#### What is needed
Starting at the first line of the listing below, repeat each line exactly until the line containing "Q: Indicate one point per instance of the green foliage", which you include. Leave out pictures.

[Start of Attachment]

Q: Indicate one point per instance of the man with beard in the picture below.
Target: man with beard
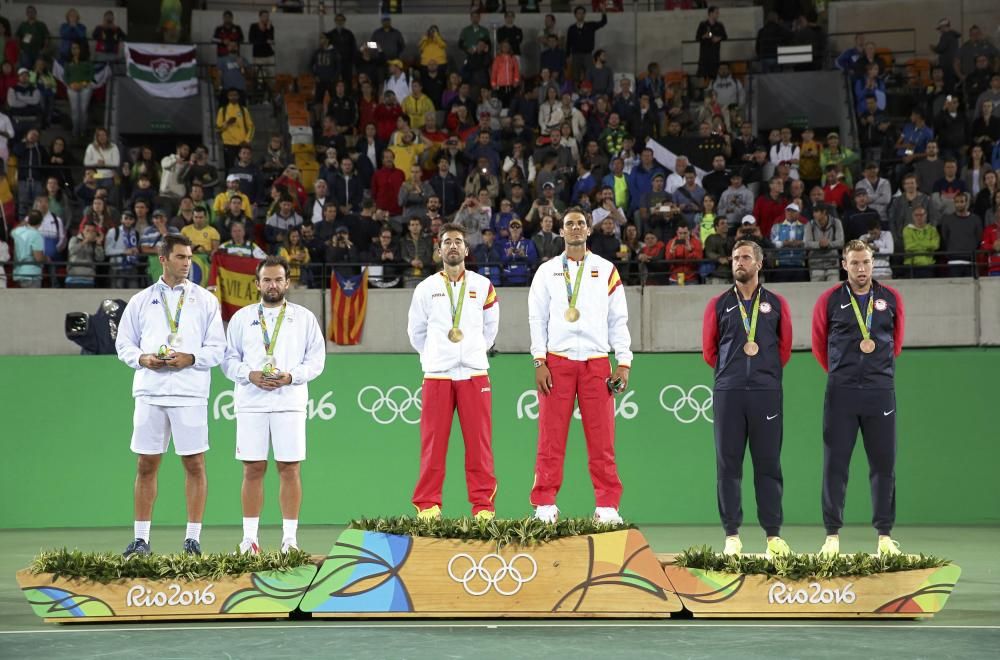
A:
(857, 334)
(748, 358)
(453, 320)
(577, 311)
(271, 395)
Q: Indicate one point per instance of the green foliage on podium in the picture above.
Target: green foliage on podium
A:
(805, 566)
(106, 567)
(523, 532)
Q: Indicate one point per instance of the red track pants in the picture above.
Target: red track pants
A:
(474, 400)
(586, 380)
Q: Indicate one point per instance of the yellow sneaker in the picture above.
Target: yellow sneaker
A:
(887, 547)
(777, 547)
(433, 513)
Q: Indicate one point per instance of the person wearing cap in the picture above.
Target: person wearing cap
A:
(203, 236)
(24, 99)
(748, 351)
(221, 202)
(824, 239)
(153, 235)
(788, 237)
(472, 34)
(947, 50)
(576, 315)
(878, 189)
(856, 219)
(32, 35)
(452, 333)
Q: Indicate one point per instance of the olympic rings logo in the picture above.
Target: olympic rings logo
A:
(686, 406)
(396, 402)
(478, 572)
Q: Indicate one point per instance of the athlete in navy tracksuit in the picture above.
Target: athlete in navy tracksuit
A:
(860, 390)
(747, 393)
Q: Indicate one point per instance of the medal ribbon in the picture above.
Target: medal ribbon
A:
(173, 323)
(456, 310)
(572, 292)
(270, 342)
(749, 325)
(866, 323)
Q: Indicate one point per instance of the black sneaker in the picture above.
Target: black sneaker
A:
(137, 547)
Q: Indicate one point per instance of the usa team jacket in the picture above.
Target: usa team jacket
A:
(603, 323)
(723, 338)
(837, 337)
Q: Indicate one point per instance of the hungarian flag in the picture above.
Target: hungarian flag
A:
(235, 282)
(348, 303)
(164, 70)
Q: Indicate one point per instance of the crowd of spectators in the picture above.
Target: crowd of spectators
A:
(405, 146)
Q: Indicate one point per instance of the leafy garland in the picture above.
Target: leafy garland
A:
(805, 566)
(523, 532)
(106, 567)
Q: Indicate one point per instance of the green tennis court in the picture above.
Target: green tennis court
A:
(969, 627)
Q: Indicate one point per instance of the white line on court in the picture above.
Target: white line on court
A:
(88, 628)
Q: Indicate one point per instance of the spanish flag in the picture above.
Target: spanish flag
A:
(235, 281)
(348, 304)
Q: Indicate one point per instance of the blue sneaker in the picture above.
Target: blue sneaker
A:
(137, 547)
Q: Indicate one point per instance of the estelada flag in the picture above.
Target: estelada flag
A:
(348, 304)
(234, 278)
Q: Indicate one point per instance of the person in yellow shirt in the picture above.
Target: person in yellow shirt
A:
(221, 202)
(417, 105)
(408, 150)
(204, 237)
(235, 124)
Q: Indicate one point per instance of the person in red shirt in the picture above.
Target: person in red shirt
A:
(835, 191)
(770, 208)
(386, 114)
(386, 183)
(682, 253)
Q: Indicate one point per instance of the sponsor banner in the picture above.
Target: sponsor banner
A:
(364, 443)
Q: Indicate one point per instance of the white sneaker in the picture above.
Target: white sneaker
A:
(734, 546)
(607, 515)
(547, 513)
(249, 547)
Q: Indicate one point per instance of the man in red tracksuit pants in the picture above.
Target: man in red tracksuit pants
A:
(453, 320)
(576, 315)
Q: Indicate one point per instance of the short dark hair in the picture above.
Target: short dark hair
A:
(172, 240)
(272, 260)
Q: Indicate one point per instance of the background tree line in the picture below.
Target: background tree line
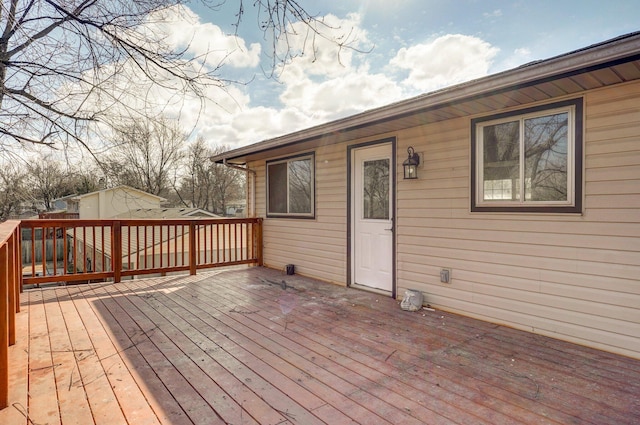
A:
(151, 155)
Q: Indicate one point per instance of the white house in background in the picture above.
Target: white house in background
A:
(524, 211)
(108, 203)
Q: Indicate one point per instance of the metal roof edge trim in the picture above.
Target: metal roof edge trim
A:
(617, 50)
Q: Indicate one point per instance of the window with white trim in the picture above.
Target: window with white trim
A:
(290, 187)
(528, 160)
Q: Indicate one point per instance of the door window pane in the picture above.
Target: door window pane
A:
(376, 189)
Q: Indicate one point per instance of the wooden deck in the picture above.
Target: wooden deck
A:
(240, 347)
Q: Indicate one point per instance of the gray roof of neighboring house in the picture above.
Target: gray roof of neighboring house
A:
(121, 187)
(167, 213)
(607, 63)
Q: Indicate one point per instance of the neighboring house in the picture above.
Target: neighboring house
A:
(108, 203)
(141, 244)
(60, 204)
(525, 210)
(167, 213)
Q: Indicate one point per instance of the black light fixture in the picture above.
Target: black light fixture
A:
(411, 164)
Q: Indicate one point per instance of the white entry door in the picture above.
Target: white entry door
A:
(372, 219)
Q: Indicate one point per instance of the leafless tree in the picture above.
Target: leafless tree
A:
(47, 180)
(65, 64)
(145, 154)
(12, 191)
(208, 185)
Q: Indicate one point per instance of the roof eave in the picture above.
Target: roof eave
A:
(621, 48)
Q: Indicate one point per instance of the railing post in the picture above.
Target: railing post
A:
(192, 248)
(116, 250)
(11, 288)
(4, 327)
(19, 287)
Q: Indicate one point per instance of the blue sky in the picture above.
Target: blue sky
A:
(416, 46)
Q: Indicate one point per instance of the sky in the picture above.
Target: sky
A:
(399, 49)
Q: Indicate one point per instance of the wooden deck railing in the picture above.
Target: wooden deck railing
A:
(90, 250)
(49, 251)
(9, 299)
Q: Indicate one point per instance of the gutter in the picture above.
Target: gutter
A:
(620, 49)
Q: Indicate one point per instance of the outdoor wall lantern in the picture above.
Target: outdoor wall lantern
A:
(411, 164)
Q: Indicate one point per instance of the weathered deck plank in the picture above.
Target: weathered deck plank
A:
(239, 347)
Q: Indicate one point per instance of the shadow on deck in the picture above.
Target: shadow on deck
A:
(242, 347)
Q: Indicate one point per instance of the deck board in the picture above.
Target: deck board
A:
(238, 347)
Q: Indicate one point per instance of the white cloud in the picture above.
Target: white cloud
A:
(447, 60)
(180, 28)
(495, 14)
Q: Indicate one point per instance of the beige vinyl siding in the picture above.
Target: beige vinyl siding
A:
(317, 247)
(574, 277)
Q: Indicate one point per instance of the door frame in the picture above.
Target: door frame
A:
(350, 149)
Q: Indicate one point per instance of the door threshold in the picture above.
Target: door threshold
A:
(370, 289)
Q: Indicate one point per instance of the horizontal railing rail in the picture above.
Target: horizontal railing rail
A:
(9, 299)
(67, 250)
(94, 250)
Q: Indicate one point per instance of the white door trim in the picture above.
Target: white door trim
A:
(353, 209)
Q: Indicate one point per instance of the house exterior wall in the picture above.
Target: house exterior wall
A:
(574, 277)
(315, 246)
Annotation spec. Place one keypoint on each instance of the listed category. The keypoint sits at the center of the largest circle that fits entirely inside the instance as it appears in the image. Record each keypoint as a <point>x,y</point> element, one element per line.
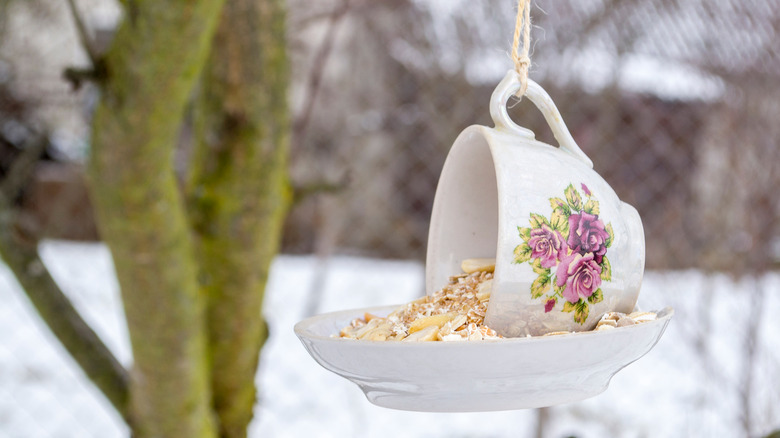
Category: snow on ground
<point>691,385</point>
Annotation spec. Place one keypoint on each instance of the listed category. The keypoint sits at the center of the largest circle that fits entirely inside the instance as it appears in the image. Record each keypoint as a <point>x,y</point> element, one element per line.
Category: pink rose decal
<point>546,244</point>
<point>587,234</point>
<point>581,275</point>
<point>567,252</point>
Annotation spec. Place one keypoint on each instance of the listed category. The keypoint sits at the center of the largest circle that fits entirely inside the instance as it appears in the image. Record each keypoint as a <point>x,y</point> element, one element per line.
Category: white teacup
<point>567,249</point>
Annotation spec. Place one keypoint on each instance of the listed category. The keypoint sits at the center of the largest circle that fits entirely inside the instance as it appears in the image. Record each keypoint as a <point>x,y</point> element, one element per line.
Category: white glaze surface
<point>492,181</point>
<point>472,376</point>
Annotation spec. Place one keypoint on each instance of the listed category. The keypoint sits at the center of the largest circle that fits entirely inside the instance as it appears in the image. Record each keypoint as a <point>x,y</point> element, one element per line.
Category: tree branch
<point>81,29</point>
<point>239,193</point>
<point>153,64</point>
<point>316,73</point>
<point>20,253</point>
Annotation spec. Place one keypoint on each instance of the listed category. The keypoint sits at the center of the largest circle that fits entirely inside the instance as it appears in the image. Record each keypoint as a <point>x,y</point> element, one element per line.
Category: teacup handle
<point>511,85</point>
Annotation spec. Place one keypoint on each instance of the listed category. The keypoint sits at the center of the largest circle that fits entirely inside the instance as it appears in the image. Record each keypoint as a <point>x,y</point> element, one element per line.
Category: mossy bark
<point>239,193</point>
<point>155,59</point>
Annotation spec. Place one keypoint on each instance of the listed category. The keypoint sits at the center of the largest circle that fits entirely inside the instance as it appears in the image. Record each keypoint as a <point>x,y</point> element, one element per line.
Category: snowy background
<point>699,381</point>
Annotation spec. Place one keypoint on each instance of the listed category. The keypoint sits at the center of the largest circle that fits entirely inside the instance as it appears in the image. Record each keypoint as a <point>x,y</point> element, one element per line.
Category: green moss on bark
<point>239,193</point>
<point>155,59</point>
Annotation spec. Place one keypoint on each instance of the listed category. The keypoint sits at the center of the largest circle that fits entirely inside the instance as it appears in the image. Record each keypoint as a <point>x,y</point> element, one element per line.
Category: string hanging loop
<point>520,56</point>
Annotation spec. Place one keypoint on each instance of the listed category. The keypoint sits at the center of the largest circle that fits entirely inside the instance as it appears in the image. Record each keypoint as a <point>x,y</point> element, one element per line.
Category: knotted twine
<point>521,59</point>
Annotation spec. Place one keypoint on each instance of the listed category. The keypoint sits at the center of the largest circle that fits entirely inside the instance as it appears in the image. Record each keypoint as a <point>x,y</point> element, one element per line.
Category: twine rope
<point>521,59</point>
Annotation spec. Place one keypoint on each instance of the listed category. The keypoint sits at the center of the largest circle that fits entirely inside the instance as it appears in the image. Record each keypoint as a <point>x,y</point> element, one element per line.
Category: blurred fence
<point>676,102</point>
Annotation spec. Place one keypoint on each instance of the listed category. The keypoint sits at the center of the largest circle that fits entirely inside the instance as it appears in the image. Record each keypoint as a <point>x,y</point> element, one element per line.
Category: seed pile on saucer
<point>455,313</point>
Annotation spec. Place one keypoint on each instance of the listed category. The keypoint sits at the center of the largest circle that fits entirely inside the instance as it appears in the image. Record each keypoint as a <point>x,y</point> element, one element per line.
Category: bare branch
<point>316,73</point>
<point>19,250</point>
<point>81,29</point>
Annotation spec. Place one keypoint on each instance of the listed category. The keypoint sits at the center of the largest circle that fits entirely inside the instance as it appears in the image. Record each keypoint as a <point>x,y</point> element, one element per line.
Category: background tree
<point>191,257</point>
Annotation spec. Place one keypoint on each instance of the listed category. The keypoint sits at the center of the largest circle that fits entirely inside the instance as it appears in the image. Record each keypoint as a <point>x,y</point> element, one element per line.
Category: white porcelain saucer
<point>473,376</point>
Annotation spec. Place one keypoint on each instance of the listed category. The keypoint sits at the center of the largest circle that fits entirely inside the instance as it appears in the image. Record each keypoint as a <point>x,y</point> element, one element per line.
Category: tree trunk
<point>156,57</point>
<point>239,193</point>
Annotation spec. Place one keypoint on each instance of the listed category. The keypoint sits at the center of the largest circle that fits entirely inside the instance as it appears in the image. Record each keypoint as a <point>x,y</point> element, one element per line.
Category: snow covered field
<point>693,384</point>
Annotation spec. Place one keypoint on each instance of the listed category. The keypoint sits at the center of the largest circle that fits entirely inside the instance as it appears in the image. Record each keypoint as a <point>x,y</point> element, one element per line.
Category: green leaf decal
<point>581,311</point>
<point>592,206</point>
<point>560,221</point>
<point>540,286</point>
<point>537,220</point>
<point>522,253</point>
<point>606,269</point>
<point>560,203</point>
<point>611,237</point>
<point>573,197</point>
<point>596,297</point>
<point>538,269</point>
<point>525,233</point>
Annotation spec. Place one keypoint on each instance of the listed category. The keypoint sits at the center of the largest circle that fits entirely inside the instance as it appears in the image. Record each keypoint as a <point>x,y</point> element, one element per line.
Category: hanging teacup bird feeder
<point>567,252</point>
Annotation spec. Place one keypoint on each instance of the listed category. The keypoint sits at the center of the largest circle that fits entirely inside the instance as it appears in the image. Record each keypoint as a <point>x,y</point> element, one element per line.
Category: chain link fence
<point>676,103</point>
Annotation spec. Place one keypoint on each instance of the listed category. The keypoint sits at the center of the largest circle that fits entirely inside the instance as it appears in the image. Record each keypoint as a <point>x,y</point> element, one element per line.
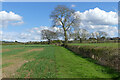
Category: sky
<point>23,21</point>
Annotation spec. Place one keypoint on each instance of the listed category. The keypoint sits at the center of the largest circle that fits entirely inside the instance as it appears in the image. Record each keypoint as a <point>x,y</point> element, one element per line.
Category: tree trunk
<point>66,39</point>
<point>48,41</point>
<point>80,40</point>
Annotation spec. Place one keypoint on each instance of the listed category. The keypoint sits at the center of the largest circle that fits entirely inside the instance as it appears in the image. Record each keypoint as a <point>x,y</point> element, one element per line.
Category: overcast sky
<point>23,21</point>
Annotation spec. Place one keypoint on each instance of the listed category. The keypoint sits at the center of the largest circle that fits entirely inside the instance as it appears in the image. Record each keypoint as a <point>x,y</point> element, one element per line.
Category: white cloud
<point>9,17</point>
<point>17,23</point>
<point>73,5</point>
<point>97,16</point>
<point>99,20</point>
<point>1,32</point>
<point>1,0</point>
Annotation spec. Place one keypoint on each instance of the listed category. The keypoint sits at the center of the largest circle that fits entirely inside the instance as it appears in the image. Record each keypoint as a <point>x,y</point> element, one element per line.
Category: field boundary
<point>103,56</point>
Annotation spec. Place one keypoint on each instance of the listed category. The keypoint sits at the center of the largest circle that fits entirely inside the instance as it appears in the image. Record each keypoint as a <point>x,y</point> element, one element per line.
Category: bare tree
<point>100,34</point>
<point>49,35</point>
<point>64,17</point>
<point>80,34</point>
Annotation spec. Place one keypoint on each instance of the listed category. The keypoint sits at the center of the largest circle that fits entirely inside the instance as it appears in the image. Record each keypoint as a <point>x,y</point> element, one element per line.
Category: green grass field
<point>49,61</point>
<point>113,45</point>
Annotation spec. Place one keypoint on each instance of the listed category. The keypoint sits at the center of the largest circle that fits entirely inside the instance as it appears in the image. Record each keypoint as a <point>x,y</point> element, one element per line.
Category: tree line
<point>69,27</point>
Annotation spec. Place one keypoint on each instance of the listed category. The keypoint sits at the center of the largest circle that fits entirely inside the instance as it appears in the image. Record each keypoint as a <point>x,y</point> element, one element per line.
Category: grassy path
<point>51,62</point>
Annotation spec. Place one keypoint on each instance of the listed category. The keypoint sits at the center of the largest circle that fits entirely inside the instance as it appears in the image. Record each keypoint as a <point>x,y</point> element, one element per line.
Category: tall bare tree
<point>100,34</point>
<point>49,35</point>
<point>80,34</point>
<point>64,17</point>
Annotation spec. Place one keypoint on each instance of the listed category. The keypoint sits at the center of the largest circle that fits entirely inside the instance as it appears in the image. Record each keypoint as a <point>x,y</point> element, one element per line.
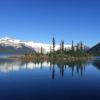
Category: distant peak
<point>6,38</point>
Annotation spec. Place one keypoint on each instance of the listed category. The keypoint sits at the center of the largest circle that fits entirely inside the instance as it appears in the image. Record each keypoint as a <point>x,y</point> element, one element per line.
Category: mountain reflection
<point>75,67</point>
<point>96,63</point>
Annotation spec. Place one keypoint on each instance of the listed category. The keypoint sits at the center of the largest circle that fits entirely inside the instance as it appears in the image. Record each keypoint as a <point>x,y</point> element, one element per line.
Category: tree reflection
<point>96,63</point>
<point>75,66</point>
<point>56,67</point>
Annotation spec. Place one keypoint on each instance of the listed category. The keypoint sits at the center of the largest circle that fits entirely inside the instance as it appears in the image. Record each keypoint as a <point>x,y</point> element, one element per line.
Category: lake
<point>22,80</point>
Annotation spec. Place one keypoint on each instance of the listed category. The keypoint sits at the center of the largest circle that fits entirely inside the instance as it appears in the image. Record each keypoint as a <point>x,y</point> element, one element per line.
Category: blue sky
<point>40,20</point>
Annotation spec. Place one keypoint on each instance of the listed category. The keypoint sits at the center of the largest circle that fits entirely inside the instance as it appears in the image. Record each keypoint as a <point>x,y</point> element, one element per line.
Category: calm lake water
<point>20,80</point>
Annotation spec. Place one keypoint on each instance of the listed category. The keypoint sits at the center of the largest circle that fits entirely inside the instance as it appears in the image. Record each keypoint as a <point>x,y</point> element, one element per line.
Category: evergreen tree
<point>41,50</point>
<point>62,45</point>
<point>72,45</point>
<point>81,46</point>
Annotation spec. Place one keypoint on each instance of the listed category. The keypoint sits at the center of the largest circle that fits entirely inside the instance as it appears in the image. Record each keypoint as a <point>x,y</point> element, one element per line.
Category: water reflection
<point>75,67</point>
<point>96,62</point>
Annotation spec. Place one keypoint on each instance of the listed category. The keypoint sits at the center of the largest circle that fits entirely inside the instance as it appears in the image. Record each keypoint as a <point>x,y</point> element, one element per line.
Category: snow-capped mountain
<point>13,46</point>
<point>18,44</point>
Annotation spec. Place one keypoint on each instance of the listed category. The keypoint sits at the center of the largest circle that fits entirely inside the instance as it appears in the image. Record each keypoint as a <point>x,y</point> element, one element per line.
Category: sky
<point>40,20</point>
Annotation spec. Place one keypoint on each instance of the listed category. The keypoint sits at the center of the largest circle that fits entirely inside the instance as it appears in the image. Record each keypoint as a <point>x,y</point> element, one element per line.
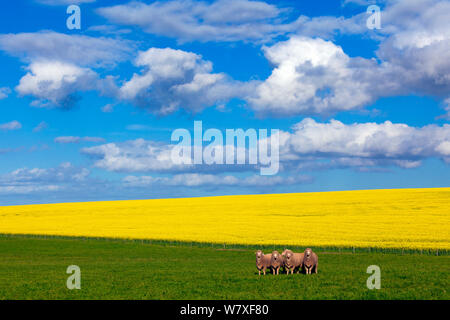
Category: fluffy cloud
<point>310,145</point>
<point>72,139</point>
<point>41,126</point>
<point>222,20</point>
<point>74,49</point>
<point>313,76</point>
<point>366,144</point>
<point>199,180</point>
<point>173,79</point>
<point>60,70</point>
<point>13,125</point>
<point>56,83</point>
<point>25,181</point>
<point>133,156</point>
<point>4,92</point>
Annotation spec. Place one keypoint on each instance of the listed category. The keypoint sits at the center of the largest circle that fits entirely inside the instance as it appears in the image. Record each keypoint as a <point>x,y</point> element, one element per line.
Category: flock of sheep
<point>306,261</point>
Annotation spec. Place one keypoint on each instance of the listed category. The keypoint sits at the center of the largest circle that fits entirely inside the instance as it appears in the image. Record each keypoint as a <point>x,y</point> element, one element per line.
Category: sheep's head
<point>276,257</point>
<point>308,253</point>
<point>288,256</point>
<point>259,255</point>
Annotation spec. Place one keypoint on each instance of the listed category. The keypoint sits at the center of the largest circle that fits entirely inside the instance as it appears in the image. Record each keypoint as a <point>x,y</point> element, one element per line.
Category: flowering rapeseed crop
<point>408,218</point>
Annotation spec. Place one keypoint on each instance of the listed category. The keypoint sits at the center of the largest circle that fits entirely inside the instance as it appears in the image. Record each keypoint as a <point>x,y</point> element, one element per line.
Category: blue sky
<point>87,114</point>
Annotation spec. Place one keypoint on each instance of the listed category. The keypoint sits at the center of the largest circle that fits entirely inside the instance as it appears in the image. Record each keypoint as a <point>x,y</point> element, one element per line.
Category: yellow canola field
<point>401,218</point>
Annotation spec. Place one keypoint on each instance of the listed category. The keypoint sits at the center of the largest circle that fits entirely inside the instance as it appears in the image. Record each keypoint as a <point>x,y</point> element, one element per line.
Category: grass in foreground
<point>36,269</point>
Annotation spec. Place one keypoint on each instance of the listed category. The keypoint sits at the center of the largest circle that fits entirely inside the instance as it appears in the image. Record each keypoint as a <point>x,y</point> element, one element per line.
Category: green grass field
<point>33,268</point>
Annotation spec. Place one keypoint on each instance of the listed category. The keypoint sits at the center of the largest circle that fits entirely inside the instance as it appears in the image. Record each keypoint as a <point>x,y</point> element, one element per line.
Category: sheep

[End of Attachment]

#### Task output
Q: Indicate one point per instance of the man with beard in the picture below.
Target: man with beard
A:
(857, 334)
(748, 358)
(453, 320)
(577, 311)
(271, 395)
Q: Indicate one point per instance of the green foliage on podium in the picture above.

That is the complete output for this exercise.